## START Stored data

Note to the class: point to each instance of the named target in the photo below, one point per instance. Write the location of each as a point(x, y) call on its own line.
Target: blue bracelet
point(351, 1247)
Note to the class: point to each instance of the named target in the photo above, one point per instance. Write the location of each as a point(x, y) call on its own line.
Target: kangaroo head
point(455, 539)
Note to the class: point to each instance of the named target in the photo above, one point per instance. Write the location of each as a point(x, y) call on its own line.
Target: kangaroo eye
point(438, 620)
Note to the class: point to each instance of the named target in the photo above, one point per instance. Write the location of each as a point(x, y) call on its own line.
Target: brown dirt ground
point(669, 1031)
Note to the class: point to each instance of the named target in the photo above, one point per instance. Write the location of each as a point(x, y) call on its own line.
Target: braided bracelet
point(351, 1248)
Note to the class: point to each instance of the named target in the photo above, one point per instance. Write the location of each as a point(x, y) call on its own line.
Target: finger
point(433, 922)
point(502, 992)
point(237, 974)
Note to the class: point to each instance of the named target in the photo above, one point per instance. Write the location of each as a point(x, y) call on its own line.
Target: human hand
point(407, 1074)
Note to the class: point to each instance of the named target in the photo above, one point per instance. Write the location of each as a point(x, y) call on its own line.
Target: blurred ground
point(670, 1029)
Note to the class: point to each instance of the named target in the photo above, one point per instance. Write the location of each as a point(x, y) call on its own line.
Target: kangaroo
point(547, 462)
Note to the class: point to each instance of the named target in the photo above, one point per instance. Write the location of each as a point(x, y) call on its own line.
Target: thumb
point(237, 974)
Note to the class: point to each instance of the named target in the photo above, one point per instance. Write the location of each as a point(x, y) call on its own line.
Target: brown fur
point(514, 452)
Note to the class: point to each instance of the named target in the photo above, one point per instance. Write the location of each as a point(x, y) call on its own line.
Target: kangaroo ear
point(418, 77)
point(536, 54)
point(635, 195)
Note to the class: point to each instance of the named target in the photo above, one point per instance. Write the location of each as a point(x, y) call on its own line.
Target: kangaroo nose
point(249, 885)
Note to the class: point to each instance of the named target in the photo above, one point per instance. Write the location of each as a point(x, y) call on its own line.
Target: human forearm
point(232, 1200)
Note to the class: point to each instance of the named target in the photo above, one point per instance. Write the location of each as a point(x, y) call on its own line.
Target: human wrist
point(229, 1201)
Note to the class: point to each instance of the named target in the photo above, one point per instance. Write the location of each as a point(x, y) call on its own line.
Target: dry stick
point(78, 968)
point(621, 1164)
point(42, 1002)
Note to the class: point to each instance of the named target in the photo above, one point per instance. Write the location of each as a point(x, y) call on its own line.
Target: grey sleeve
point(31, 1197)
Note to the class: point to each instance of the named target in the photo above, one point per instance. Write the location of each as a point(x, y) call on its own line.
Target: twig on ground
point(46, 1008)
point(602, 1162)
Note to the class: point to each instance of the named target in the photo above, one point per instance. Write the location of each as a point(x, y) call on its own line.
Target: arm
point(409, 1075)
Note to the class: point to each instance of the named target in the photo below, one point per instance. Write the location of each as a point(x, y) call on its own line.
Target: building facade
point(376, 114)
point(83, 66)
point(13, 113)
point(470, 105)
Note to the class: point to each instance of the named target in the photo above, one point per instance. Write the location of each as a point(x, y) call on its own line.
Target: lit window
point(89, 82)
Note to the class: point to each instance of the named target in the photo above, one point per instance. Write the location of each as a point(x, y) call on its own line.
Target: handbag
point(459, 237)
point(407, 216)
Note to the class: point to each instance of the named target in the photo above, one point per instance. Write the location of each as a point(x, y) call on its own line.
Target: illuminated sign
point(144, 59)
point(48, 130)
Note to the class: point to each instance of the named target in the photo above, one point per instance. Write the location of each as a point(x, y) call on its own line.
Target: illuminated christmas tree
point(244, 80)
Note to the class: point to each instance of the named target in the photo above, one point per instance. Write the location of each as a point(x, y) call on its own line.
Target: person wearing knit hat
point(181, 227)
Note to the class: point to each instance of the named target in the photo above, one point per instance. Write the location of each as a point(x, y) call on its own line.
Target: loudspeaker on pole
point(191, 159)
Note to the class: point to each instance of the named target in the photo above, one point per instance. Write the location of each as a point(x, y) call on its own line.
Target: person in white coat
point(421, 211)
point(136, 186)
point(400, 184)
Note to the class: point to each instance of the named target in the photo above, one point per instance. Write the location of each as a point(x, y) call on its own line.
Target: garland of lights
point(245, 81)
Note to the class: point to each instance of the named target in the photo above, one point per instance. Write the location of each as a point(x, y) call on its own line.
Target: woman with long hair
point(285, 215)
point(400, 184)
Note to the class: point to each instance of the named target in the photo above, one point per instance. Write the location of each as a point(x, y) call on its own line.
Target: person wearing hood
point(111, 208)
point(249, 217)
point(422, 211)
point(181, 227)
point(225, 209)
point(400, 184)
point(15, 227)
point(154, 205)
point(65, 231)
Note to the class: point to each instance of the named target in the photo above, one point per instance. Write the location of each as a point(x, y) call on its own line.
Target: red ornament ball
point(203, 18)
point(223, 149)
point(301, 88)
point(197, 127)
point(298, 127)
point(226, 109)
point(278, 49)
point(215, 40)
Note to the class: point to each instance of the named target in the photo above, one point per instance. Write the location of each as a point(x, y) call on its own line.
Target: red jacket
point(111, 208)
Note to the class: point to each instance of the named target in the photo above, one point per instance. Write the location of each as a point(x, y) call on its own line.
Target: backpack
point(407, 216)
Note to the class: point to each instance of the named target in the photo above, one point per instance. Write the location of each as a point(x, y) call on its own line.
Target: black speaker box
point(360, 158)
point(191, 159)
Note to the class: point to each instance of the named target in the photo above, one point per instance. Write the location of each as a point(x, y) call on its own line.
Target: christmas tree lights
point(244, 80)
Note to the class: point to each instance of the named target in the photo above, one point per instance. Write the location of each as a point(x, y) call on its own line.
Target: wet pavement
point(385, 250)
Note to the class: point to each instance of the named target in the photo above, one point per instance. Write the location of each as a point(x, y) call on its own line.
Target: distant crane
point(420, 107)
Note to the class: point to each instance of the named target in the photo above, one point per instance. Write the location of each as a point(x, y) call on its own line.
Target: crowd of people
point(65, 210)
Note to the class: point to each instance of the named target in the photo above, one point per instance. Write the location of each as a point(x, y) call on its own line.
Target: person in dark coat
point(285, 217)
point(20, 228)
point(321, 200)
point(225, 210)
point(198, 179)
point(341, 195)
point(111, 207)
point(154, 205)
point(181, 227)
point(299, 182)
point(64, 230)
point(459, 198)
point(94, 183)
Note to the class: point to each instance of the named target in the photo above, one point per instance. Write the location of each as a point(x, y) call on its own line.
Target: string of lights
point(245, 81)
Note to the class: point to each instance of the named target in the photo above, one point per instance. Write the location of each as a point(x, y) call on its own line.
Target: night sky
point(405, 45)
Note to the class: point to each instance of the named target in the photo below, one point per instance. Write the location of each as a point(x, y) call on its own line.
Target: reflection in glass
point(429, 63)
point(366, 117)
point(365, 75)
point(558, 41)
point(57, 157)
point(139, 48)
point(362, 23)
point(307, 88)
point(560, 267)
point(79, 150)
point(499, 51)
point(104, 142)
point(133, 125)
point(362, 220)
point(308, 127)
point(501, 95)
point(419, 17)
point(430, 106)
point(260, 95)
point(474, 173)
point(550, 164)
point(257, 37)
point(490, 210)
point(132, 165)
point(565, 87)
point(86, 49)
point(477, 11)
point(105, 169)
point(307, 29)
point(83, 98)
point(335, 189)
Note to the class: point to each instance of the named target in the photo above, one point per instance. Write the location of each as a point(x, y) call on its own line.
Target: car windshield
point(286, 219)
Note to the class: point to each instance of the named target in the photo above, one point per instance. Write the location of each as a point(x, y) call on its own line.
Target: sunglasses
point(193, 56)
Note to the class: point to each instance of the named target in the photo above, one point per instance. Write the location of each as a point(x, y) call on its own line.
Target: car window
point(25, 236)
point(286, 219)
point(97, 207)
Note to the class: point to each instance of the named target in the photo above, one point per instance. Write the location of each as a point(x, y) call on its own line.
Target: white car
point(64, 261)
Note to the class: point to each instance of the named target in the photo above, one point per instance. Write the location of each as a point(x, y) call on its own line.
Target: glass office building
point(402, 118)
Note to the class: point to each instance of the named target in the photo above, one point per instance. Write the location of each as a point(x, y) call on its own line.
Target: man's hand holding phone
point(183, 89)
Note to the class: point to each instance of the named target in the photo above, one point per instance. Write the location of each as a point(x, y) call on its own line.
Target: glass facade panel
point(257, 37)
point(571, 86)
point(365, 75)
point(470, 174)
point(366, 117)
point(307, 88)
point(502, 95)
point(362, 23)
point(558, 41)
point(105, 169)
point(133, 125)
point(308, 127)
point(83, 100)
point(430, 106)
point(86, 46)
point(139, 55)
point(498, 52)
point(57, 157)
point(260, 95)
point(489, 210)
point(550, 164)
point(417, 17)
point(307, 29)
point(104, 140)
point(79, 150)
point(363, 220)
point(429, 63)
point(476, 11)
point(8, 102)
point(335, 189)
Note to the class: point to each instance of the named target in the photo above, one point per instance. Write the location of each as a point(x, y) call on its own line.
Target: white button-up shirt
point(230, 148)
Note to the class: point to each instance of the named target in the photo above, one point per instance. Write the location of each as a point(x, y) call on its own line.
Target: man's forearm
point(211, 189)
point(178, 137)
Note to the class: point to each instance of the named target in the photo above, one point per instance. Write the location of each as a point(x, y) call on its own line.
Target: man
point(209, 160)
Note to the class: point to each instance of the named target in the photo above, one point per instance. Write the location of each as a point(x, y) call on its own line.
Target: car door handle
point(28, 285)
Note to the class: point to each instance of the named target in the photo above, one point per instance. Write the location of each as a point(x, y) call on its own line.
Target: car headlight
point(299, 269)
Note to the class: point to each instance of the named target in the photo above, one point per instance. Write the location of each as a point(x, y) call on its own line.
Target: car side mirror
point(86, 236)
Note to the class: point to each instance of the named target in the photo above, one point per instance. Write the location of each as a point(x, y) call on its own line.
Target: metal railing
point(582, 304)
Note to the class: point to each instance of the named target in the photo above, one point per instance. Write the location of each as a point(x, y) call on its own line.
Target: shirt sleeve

## END Stored data

| Brief |
Copy out the lines above word for word, from the very first line through the one that contains "point(351, 1247)", with both of those lines included.

| Correct answer |
Note to the class: point to each instance of the named target in the photo below, one point per instance. Write the location of each as a point(x, y) call on its own line.
Target: blue bracelet
point(351, 1247)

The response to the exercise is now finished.